Records of labeled boxes
= = = = =
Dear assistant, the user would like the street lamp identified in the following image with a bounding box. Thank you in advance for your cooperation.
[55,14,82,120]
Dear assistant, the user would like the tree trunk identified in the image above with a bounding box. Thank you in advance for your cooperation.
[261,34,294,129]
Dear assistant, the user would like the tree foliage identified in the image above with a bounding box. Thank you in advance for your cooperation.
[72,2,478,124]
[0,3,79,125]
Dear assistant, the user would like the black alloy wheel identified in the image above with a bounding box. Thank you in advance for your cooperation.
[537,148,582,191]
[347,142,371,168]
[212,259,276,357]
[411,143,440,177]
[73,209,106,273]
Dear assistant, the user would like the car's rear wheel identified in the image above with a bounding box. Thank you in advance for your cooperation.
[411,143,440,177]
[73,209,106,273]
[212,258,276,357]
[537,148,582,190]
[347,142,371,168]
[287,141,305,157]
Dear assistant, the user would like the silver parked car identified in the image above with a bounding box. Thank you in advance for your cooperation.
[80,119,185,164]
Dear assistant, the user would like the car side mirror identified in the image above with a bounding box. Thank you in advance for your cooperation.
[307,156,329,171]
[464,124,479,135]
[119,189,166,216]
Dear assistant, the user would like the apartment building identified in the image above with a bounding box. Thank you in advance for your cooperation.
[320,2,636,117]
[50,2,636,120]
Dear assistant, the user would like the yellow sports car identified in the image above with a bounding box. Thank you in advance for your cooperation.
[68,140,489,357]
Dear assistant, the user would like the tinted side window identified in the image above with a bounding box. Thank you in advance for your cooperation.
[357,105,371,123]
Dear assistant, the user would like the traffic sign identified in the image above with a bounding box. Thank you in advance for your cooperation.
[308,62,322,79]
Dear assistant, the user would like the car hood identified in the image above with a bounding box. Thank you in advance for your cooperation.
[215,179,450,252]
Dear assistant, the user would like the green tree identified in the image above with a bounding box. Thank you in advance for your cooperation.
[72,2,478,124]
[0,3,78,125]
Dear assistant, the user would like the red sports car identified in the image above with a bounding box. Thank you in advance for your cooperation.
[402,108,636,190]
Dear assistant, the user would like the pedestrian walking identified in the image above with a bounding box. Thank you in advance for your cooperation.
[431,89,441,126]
= = = = =
### Task
Rewrite every line from the one containing "Dear assistant, the user would like the pedestrian" through the end of the material, requests included. Multiply each bounding box coordinate by 0.3 and round it to a whole number, with halves rounding up.

### Output for this task
Dear assistant, the user would like the pedestrian walking identified in the image above with a bounding box. Thank you in advance for your cooperation.
[129,27,132,38]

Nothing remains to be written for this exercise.